*** Given data

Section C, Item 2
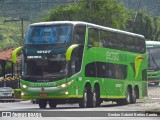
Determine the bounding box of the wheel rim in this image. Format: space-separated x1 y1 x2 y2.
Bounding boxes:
93 92 97 106
127 91 131 103
84 92 87 107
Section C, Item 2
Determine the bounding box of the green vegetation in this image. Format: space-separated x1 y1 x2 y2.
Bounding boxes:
0 0 160 50
44 0 160 41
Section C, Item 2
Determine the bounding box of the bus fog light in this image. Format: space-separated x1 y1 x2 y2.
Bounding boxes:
22 85 27 88
21 92 24 96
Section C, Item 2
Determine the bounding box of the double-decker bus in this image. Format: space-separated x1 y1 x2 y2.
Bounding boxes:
146 41 160 85
12 21 148 108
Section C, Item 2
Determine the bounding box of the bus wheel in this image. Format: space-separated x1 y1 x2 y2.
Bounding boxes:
79 88 88 108
39 99 47 108
154 82 159 85
49 100 57 108
124 88 132 104
93 87 101 107
131 89 137 104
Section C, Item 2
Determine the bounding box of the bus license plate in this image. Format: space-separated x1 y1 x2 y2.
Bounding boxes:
39 93 48 97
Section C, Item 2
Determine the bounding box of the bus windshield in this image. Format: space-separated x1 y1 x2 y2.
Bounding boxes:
148 48 160 70
25 24 72 44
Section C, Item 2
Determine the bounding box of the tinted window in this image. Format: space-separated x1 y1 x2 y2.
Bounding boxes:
88 28 146 53
85 62 127 79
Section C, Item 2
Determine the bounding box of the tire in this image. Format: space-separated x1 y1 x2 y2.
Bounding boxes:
39 99 47 108
124 88 132 104
79 88 88 108
93 88 101 107
116 88 132 105
49 100 57 108
131 89 137 104
154 82 159 85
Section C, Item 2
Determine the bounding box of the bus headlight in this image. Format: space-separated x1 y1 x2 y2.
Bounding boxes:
22 85 27 88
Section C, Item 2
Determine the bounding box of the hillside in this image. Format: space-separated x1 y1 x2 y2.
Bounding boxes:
121 0 160 16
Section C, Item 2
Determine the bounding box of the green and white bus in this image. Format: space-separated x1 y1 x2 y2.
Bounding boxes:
12 21 148 108
146 41 160 85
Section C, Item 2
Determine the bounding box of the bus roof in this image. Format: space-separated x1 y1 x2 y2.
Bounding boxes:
30 21 145 39
146 41 160 45
146 41 160 48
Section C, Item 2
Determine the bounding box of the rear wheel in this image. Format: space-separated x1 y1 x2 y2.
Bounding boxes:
131 89 137 104
39 99 47 108
124 88 132 104
116 88 132 105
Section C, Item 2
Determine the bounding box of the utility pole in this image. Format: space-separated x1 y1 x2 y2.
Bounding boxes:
132 0 141 32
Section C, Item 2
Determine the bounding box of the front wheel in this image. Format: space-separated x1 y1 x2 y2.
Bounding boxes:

******

== Problem to work on ==
Can you give all of the data above as a Markdown table with the columns "No." and "Line", one numbered row per line, skipping blank lines and leaving out the pictures?

== Solution to this exercise ==
| No. | Line |
|---|---|
| 1 | Section C, Item 2 |
| 2 | Determine the bounding box of the wheel rim in this image. Format: space-separated x1 y1 x2 y2. |
| 3 | Bounding boxes: |
| 4 | 93 92 97 106 |
| 5 | 127 91 131 103 |
| 6 | 84 92 87 107 |
| 7 | Section C, Item 2 |
| 8 | Determine the bounding box of the green vegetation in this image. Format: space-separated x1 y1 x2 y2. |
| 9 | Bounding boxes: |
| 10 | 0 0 160 50 |
| 11 | 44 0 160 41 |
| 12 | Section C, Item 2 |
| 13 | Determine the bounding box of the bus fog light in this image. Format: space-separated x1 y1 x2 y2. |
| 14 | Bounding boxes: |
| 15 | 22 85 27 88 |
| 16 | 21 92 24 96 |
| 17 | Section C, Item 2 |
| 18 | Determine the bounding box of the double-decker bus in this image. Format: space-separated x1 y1 x2 y2. |
| 19 | Bounding boxes: |
| 20 | 146 41 160 85 |
| 21 | 12 21 148 108 |
| 22 | Section C, Item 2 |
| 23 | Determine the bounding box of the bus wheel in this image. Format: space-separated x1 y1 x2 y2. |
| 24 | Bounding boxes: |
| 25 | 79 88 88 108 |
| 26 | 39 99 47 108 |
| 27 | 154 82 159 85 |
| 28 | 49 100 57 108 |
| 29 | 124 88 132 104 |
| 30 | 93 87 101 107 |
| 31 | 131 89 137 104 |
| 32 | Section C, Item 2 |
| 33 | Determine the bounding box of the bus license plate in this image. Format: space-separated x1 y1 x2 y2. |
| 34 | Bounding boxes: |
| 35 | 39 93 48 97 |
| 36 | Section C, Item 2 |
| 37 | Determine the bounding box of the bus windshield in this image. Format: space-separated x1 y1 x2 y2. |
| 38 | Bounding boxes: |
| 39 | 148 48 160 70 |
| 40 | 25 24 72 44 |
| 41 | Section C, Item 2 |
| 42 | Determine the bounding box of the tinted window in this image. Format: space-separated x1 y1 x2 y2. |
| 43 | Bounding boxes: |
| 44 | 88 28 146 53 |
| 45 | 85 62 127 79 |
| 46 | Section C, Item 2 |
| 47 | Determine the bounding box of the tire in this image. Format: space-separated x1 y1 x2 y2. |
| 48 | Bounding boxes: |
| 49 | 39 99 47 108 |
| 50 | 124 88 132 104 |
| 51 | 79 88 88 108 |
| 52 | 93 88 101 107 |
| 53 | 116 88 132 105 |
| 54 | 49 100 57 108 |
| 55 | 131 89 137 104 |
| 56 | 154 82 159 85 |
| 57 | Section C, Item 2 |
| 58 | Determine the bounding box of the bus headlight in this image. Format: space-separated x1 y1 x2 y2. |
| 59 | Bounding boxes: |
| 60 | 22 85 27 88 |
| 61 | Section C, Item 2 |
| 62 | Determine the bounding box of the hillside in this image. Format: space-separated x1 y1 x2 y2. |
| 63 | Bounding boxes: |
| 64 | 121 0 160 16 |
| 65 | Section C, Item 2 |
| 66 | Determine the bounding box of the green and white bus in this image. Format: space-separated x1 y1 x2 y2. |
| 67 | Bounding boxes: |
| 68 | 12 21 148 108 |
| 69 | 146 41 160 85 |
| 70 | Section C, Item 2 |
| 71 | Determine the bounding box of the bus roof in this image. Format: space-separated x1 y1 x2 y2. |
| 72 | Bounding boxes: |
| 73 | 30 21 145 39 |
| 74 | 146 41 160 45 |
| 75 | 146 41 160 48 |
| 76 | Section C, Item 2 |
| 77 | Determine the bounding box of the rear wheel in this image. Format: space-separated x1 y1 x2 y2. |
| 78 | Bounding boxes: |
| 79 | 131 89 137 104 |
| 80 | 39 99 47 108 |
| 81 | 124 88 132 104 |
| 82 | 116 88 132 105 |
| 83 | Section C, Item 2 |
| 84 | Determine the bounding box of the utility pole in this image. Format: space-separated x1 y1 x2 y2. |
| 85 | Bounding boxes: |
| 86 | 132 0 141 32 |
| 87 | Section C, Item 2 |
| 88 | Determine the bounding box of the front wheel in this image. Format: space-separated x1 y1 x2 y2. |
| 89 | Bounding boxes: |